Type out all the records word for word. Any pictures are to be left out.

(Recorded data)

====================

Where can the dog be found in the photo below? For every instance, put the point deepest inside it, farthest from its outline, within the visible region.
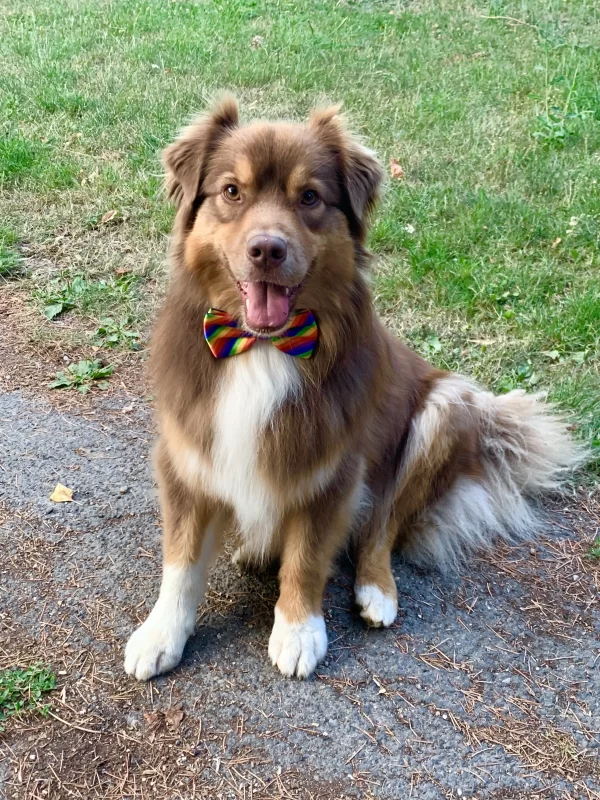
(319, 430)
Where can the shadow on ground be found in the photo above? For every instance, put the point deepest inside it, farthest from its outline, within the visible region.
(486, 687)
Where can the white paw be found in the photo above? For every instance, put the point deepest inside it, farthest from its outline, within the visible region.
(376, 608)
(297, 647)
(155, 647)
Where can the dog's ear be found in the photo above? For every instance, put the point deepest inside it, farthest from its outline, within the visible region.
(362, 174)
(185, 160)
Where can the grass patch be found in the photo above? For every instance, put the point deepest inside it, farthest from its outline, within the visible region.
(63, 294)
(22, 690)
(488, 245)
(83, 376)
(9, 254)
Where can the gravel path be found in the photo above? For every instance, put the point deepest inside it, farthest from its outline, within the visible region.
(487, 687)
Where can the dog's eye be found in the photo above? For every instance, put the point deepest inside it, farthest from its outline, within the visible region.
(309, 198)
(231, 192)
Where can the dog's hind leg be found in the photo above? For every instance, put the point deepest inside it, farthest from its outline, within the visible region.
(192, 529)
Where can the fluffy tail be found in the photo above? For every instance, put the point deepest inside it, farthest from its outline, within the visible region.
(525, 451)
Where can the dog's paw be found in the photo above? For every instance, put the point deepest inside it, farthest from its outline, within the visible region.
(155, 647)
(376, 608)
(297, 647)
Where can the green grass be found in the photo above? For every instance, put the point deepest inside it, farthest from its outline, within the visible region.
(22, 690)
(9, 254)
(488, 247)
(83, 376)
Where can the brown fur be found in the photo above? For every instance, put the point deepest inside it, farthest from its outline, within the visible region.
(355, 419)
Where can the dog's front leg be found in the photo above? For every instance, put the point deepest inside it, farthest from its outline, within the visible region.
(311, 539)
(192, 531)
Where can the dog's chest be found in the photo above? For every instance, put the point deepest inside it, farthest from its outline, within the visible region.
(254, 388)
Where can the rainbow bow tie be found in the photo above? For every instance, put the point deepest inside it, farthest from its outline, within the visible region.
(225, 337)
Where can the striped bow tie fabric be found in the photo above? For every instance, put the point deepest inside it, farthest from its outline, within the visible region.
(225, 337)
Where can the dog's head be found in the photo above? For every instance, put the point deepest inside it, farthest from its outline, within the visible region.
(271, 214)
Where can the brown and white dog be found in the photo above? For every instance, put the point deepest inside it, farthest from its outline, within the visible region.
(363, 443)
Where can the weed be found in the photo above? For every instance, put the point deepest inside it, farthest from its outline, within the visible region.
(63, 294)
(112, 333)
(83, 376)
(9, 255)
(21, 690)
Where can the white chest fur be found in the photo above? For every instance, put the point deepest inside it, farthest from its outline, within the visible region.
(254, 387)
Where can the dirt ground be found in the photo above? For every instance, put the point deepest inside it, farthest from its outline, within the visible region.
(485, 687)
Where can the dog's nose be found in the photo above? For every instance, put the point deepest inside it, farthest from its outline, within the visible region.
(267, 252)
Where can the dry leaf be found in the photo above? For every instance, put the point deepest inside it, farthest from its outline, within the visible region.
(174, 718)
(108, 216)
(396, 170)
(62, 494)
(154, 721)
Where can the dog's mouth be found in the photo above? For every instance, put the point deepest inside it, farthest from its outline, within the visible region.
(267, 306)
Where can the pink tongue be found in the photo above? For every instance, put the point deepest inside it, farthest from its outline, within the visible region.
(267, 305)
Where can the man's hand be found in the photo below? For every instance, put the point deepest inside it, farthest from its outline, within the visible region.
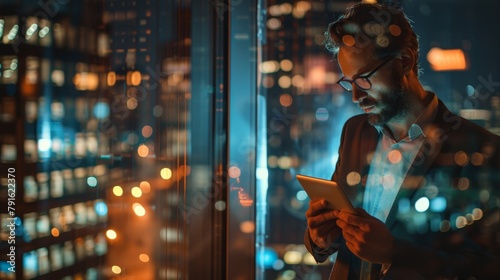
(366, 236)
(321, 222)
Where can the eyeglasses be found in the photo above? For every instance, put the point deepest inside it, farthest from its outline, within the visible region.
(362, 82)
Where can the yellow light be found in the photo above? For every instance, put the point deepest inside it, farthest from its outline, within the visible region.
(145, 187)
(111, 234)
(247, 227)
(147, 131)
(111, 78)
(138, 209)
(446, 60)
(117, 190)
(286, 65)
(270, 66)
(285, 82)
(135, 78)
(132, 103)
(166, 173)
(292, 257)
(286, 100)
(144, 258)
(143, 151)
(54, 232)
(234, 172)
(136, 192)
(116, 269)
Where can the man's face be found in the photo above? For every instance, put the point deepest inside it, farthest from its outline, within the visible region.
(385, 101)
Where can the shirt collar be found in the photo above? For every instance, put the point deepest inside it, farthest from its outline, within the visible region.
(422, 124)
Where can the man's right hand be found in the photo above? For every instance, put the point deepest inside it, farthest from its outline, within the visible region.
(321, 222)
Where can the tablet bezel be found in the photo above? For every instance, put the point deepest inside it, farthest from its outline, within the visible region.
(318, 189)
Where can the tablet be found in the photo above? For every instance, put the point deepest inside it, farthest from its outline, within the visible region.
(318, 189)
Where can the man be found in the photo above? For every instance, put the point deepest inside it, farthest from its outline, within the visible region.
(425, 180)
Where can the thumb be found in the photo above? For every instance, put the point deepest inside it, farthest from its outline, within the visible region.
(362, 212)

====================

_SOLUTION TO THIS EXERCISE_
Where can the dog be found in the photo below? For every instance, put the point deepest inside it, farthest from its outline, within the visible region.
(319, 430)
Where can the shadow on ground be found in the photo above? For every instance, put the point deepest inside it, farthest from its outline, within the visible region.
(486, 687)
Where can the white paw be found in the photo above? For every instance, put the point deepest inside it, farthest from its outline, within the visible region.
(376, 608)
(297, 647)
(155, 647)
Where can the dog's ear be found in the photo above? For every instance, put the point deepest inside it, farthest from its outline, within the visible region.
(362, 174)
(185, 160)
Where can the grass patch be found in the photo above? For every instance, put the point deepest inside it, farthest from its outline, within the visible region.
(63, 294)
(22, 690)
(488, 245)
(83, 376)
(9, 254)
Where can the gravel path be found in the photo above? For every instance, put the point deepest inside it, farthest from its outline, within the visible region.
(487, 687)
Where can the dog's eye be found in the photo above? For every instance, put the point deepest inside it, farthest from its outline, within the visible region.
(309, 198)
(231, 192)
Where can the dog's hind leg be found in the photo above? For every instance, put the point deepest inside it, farthest from its outline, within the visible region.
(192, 529)
Where can the fluffy tail be found in the photo above? For every instance, put the point deepest inside it, farthest from its outline, within the visible region.
(525, 451)
Where can the dog's paw be found in the photo above? For every instance, put the point deepest inside it, farthest from its outline, within the visible region.
(155, 647)
(376, 608)
(297, 647)
Where can the green grass be found in the photo above? For every instance, put the point deepest inside it, farthest from its outline, within the visible region.
(22, 690)
(9, 254)
(488, 247)
(83, 376)
Where can the brown fur be found in the photo above? For every instance, put the point deepest inside it, farthest from its outline, within the visible region.
(355, 419)
Where can the dog's front leg be found in the photo above? For every instance, put the point deepest inside it, farthest from its outline, within the visible region.
(311, 539)
(192, 531)
Where can the dog's chest be found in the photo above? For every instance, put the point deepest inside it, farthest from its outline, within the visible region.
(254, 388)
Where can the rainbow bow tie be found in the photo above? For every instance, put the point deepest inside it, farthest from its outline, within the visible region.
(225, 337)
Where can the striped bow tie fabric be found in the photo above? For every instance, put the point deepest inside it, farthest from its outline, within the visible region.
(225, 337)
Where can the dog's head be found in the photo above? For every instance, put the point deepest inside it, farthest from its outline, within the visible region.
(271, 214)
Where can the brown and white dog be found in the photo above? For every instance, put the point deepest inside it, farthest from its outline, within the visible region.
(363, 443)
Where can the weed be found in the photo above? For every instance, put the point deepest inside it, farthest from its outline, within the visible region.
(63, 294)
(112, 333)
(83, 376)
(9, 255)
(21, 690)
Where can the white chest fur be found in the photo above? For every instance, put the point deepest inside it, farthest from its outline, within the visible region.
(254, 387)
Where can the dirt ground be found in the photo above? For every instance, put the point deepest inside it, farthest from its outline, within the visible region.
(485, 687)
Where can the dog's nose be found in the photo above? For every instance, put the point deepest inside it, farthest from its outline, within the visible region.
(267, 252)
Where can the dry leaf be found in the photo above? For every instance, put the point deepest inside it, farthest from its outline, within the visible region.
(174, 718)
(108, 216)
(396, 170)
(62, 494)
(154, 721)
Where can the dog's mouth be found in the photo above? For every instance, put the point deepest inside it, farthest from its outline, within the visible region.
(267, 306)
Where can the pink tongue be found in the photo above? For every instance, put the point deepest inside it, farthest from its outline, within the visible region.
(267, 305)
Where can the man's hand be found in the photo below? For every instance, put the point deepest inside it, farthest from its outline, within the visible region.
(366, 236)
(321, 222)
Where can the eyeglasses be found in the photo above? For every instance, put the point deepest inside it, farthest from its outline, within the visible region.
(362, 82)
Where can the yellow light be found in the photo above? For every instance, put the point deepest inside it, farthest from its outline, within the visible region.
(145, 187)
(111, 234)
(247, 227)
(147, 131)
(111, 78)
(138, 209)
(446, 60)
(117, 190)
(286, 65)
(270, 66)
(285, 82)
(135, 78)
(132, 103)
(166, 173)
(292, 257)
(286, 100)
(144, 258)
(143, 151)
(54, 232)
(234, 172)
(136, 192)
(116, 269)
Where can the man's face be found in the photo above? For every instance, put the point deepest inside it, farthest from its outline, within the visible region.
(385, 101)
Where can the shirt collar be found in the photo above? For every instance, put the point deepest inside it, farthest from its outline, within the visible region.
(422, 124)
Where can the man's right hand be found in the photo above? For every instance, put the point deepest inside it, farthest from its outline, within the visible region.
(321, 222)
Where can the tablet bezel be found in the photo above? For every instance, put the point deepest inside it, farthest from its outline, within the visible region.
(318, 189)
Where can the tablet be found in the photo above? For every instance, put the point deepest inside it, farthest from its outline, within the visible region.
(318, 189)
Where can the man be found in the photo above? For every instance, put the point deepest inside it, farthest from its outline, within the visible region.
(425, 180)
Where can the thumb be found in the photo above? For every instance, put the point deepest inside it, farthest from its outline, within the visible region.
(362, 212)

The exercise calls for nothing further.